> [Document excerpt]:
───
Local Government Accountability (Oppose – Preemption)

SB 766 (Perry) and HB 611 (Sabatini) impose mandatory lobbyist registration requirements on all governmental entities as defined in the bill, including all municipalities and counties. The bills also amend statutory meeting notice requirements for cities and counties.

The bills require the Florida Commission on Ethics to create the Local Government Lobbyist Registration System, and beginning October 2020, any local government lobbyist registration ordinance or requirement is preempted by the state system. The bills define lobbying, provide exceptions and specify activities that do not constitute lobbying.

A person may not lobby a government entity (which includes any municipality or county) until the person has electronically registered as a lobbyist with the commission. The bills appear to prohibit separate registration fees for each municipality in a county, as they authorize separate registration submissions for each county and prohibits additional fees for governmental entities within each county. The bills specify information to be included in the lobbyist registration. Registration is renewable annually and must include authorization from each principal identified. HB 611 directs the Commission on Ethics to set the annual lobbying registration fee by rule but provides the fee shall not exceed $20 for each principal represented within a county and governmental entities therein and that it may not exceed $5 for each additional principal represented. Registration fee limits and penalty amounts are addressed in a separate Senate bill, SB 768 (Perry).
───
> [Written exercise 1]:
Transcribe the part of the bill summary that begins at the words "Local Government Accountability" and stops after "not constitute lobbying.".
The rows after this are unrelated to the bill summary.

> [Material shown]:
───
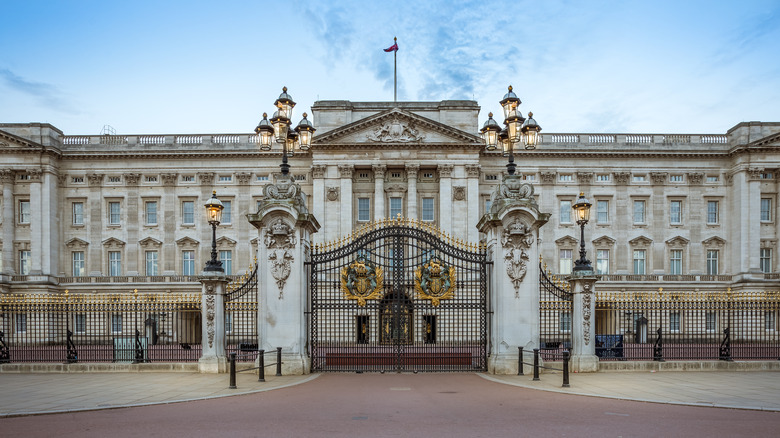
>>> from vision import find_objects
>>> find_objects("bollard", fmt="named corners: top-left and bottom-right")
top-left (228, 353), bottom-right (236, 389)
top-left (517, 347), bottom-right (524, 376)
top-left (276, 347), bottom-right (282, 376)
top-left (534, 348), bottom-right (539, 380)
top-left (257, 350), bottom-right (265, 382)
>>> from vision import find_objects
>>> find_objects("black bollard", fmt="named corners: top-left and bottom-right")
top-left (228, 353), bottom-right (236, 389)
top-left (517, 347), bottom-right (523, 376)
top-left (276, 347), bottom-right (282, 376)
top-left (257, 350), bottom-right (265, 382)
top-left (534, 348), bottom-right (539, 380)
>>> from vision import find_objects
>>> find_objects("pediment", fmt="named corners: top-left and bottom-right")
top-left (313, 108), bottom-right (481, 148)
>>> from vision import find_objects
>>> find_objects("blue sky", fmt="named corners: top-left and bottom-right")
top-left (0, 0), bottom-right (780, 135)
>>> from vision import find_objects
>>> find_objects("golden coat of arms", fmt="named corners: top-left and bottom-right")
top-left (341, 255), bottom-right (384, 307)
top-left (414, 257), bottom-right (455, 307)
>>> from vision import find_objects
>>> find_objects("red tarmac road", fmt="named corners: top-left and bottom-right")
top-left (0, 374), bottom-right (780, 438)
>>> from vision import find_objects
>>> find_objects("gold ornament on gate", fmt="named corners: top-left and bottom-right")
top-left (414, 256), bottom-right (456, 307)
top-left (341, 254), bottom-right (384, 307)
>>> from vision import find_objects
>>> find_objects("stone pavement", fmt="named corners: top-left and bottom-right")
top-left (0, 371), bottom-right (780, 417)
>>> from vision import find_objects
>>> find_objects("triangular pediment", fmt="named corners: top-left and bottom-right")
top-left (313, 108), bottom-right (481, 148)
───
> [Written exercise 2]:
Rewrite all the rows above, changing "bollard" to "post" and keeping everything else the same. Leave the pictures out of your answer.

> [Final result 1]:
Local Government Accountability (Oppose – Preemption)

SB 766 (Perry) and HB 611 (Sabatini) impose mandatory lobbyist registration requirements on all governmental entities as defined in the bill, including all municipalities and counties. The bills also amend statutory meeting notice requirements for cities and counties.

The bills require the Florida Commission on Ethics to create the Local Government Lobbyist Registration System, and beginning October 2020, any local government lobbyist registration ordinance or requirement is preempted by the state system. The bills define lobbying, provide exceptions and specify activities that do not constitute lobbying.

> [Final result 2]:
>>> from vision import find_objects
>>> find_objects("post", fmt="named corners: top-left and bottom-right")
top-left (228, 353), bottom-right (236, 389)
top-left (517, 347), bottom-right (524, 376)
top-left (276, 347), bottom-right (282, 376)
top-left (534, 348), bottom-right (539, 380)
top-left (257, 350), bottom-right (265, 382)
>>> from vision import find_objects
>>> find_objects("black post", fmt="named corners: top-left and bottom-right")
top-left (228, 353), bottom-right (236, 389)
top-left (517, 347), bottom-right (523, 376)
top-left (276, 347), bottom-right (282, 376)
top-left (257, 350), bottom-right (265, 382)
top-left (534, 348), bottom-right (539, 380)
>>> from vision import find_objects
>>> find_objects("pediment", fmt="named corners: top-left and bottom-right")
top-left (313, 108), bottom-right (481, 148)
>>> from vision import find_objects
>>> find_objects("blue sky", fmt="named corners: top-left and bottom-right")
top-left (0, 0), bottom-right (780, 135)
>>> from vision import find_objects
>>> find_objects("golden coat of arms", fmt="named corners: top-left and bottom-right")
top-left (341, 255), bottom-right (384, 307)
top-left (414, 257), bottom-right (455, 307)
>>> from vision import find_objects
>>> find_objects("red tarmac road", fmt="named corners: top-left and bottom-right")
top-left (0, 374), bottom-right (780, 438)
>>> from vision import find_objects
>>> find_objects("gold ornament on gate", fmt="named corners: top-left and bottom-right")
top-left (414, 256), bottom-right (456, 307)
top-left (341, 254), bottom-right (384, 307)
>>> from vision import find_objects
>>> find_objects("stone pavement", fmt="named corners: top-left and bottom-right")
top-left (0, 371), bottom-right (780, 417)
>>> from vision import find_objects
>>> find_objects("triangular pediment", fmt="named corners: top-left and bottom-right")
top-left (313, 108), bottom-right (481, 148)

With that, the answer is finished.